*Brief*: Write out the whole listing exactly as it stands.

⟨

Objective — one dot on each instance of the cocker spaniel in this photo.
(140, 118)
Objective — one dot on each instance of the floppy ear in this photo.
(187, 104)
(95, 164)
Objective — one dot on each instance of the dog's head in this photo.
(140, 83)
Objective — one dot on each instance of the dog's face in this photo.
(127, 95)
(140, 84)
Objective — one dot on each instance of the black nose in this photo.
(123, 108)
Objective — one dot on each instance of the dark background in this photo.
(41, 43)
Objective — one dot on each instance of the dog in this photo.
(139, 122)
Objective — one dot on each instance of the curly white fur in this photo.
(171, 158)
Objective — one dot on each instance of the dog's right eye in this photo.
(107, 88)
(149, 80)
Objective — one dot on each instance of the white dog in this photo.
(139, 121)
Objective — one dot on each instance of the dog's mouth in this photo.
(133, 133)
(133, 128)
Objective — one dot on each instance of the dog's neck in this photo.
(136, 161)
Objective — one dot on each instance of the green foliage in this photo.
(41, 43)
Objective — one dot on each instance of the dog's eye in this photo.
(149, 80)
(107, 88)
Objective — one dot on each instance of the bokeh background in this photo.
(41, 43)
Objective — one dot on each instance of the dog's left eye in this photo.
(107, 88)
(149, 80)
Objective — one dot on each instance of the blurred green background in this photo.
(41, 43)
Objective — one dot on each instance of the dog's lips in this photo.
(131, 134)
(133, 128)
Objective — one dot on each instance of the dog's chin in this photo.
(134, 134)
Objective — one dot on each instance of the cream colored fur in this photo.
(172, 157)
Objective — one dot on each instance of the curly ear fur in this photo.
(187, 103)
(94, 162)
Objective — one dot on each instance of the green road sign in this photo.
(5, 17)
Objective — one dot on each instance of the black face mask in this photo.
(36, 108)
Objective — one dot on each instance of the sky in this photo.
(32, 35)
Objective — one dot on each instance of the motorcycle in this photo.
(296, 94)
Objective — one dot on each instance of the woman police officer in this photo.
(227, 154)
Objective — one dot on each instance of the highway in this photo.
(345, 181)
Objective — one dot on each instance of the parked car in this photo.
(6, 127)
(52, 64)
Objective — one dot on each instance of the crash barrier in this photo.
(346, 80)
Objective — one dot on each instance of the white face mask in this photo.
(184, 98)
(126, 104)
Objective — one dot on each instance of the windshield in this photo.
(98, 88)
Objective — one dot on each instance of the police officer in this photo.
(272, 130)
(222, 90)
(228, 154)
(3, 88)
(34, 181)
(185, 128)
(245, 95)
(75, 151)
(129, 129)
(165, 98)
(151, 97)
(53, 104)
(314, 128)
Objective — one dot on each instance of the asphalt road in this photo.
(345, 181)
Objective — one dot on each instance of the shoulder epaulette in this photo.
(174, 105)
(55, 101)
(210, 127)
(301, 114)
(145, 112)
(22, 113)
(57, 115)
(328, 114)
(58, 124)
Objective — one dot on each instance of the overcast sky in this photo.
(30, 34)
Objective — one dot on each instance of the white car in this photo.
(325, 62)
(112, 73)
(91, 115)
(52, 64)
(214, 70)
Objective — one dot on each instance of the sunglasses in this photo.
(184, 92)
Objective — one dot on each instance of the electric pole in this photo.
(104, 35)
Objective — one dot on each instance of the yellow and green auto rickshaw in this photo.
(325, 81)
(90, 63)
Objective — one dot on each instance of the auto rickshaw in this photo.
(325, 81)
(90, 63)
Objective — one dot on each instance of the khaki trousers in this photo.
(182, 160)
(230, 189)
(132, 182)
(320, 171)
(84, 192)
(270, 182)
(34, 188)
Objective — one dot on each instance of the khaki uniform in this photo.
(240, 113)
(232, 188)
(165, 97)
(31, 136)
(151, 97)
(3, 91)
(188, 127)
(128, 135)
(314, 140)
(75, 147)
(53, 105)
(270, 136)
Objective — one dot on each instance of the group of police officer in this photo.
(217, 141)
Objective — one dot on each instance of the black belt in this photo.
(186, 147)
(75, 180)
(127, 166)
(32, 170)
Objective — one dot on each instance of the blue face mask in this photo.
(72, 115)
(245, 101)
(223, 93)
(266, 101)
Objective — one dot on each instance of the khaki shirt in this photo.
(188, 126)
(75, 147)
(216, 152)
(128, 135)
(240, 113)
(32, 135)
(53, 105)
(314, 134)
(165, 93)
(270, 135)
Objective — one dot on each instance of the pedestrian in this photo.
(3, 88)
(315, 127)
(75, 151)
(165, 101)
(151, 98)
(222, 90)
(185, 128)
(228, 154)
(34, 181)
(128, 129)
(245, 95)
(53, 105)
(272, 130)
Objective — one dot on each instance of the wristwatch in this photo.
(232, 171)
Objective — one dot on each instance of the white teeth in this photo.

⟩

*Solution to this exercise*:
Objective — one dot on each instance of the cocker spaniel in this photo.
(140, 118)
Objective — one dot on each instance of the floppy ear in this photo.
(187, 104)
(95, 164)
Objective — one dot on each instance of the dog's head in this photo.
(140, 83)
Objective — one dot on each instance of the dog's face in this photo.
(127, 95)
(140, 84)
Objective — one dot on each instance of the black nose in this photo.
(123, 108)
Objective — one dot on each instance of the dark background in this photo.
(41, 43)
Objective — one dot on each instance of the dog in this photo.
(139, 122)
Objective — one dot on each instance of the curly white fur in this photo.
(171, 158)
Objective — one dot on each instance of the dog's right eye in this photo.
(107, 88)
(149, 80)
Objective — one dot on each instance of the white dog in this photo.
(139, 121)
Objective — one dot on each instance of the dog's mouth in this photo.
(133, 133)
(133, 128)
Objective — one dot on each instance of the dog's neck in this photo.
(136, 161)
Objective — one dot on each instance of the green foliage in this photo.
(41, 43)
Objective — one dot on each instance of the dog's eye in this photo.
(149, 80)
(107, 88)
Objective — one dot on each instance of the bokeh background in this photo.
(41, 43)
Objective — one dot on each instance of the dog's left eye in this photo.
(107, 88)
(149, 80)
Objective — one dot on each instance of the blurred green background in this photo.
(41, 43)
Objective — one dot on each instance of the dog's lips in this photo.
(131, 134)
(133, 128)
Objective — one dot on each instance of the dog's chin in this photo.
(134, 134)
Objective — one dot on each instance of the cream colored fur in this photo.
(172, 157)
Objective — one dot on each instance of the curly ear fur in this photo.
(187, 103)
(94, 162)
Objective — one dot on each instance of the green road sign in this photo.
(5, 17)
Objective — one dot on each instance of the black face mask in this photo.
(36, 108)
Objective — one dot on each instance of the sky in this photo.
(32, 35)
Objective — one dot on each instance of the motorcycle in this photo.
(296, 94)
Objective — one dot on each instance of the woman police officer in this photo.
(227, 154)
Objective — one dot on each instance of the highway in this photo.
(345, 181)
Objective — one dot on each instance of the parked car in this photo.
(6, 127)
(52, 64)
Objective — one dot on each instance of the crash barrier in this photo.
(346, 80)
Objective — one dot on each instance of the white face mask in this photo.
(184, 98)
(126, 104)
Objective — one dot on each instance of the windshield in this photo.
(98, 88)
Objective — one dot on each instance of the police officer in this photo.
(272, 130)
(222, 90)
(228, 154)
(3, 88)
(34, 181)
(185, 128)
(245, 95)
(75, 151)
(129, 129)
(165, 98)
(151, 97)
(53, 104)
(314, 128)
Objective — one dot on each instance of the asphalt road in this photo.
(345, 181)
Objective — one dot on each instance of the shoulder epaulette in this photo.
(174, 105)
(55, 101)
(210, 127)
(301, 114)
(145, 112)
(22, 113)
(57, 115)
(328, 114)
(58, 124)
Objective — one dot on each instance of the overcast sky in this photo.
(30, 34)
Objective — one dot on each instance of the white car in this photo.
(325, 62)
(112, 73)
(91, 115)
(52, 64)
(214, 70)
Objective — one dot on each instance of the sunglasses in this photo.
(184, 92)
Objective — one dot on each instance of the electric pole in this photo.
(104, 35)
Objective — one dot on each instance of the yellow and green auto rickshaw in this photo.
(325, 81)
(90, 63)
Objective — one dot on each instance of the auto rickshaw in this photo.
(325, 81)
(90, 63)
Objective — one dot on each instance of the khaki trousers in this photo.
(182, 160)
(230, 189)
(132, 182)
(320, 171)
(84, 192)
(270, 182)
(34, 188)
Objective — one dot on each instance of the khaki uniform in this photo.
(240, 113)
(232, 188)
(165, 97)
(31, 136)
(151, 97)
(3, 91)
(188, 127)
(128, 135)
(314, 140)
(75, 147)
(53, 105)
(270, 136)
Objective — one dot on each instance of the group of police officer in this photo.
(217, 141)
Objective — one dot on each instance of the black belt in this photo.
(186, 147)
(75, 180)
(127, 166)
(32, 170)
Objective — one dot on each instance of the blue face mask in this photo.
(72, 115)
(245, 101)
(223, 93)
(266, 101)
Objective — one dot on each instance of the khaki shirt in this photo.
(188, 126)
(75, 147)
(216, 152)
(128, 135)
(240, 113)
(32, 135)
(53, 105)
(314, 134)
(165, 93)
(270, 135)
Objective — one dot on each instance of the pedestrian in this photo.
(3, 88)
(315, 127)
(75, 151)
(165, 101)
(151, 98)
(222, 90)
(185, 128)
(228, 154)
(34, 181)
(128, 129)
(245, 95)
(53, 105)
(272, 130)
Objective — one dot on each instance of the wristwatch in this photo.
(232, 171)
Objective — one dot on each instance of the white teeth in this photo.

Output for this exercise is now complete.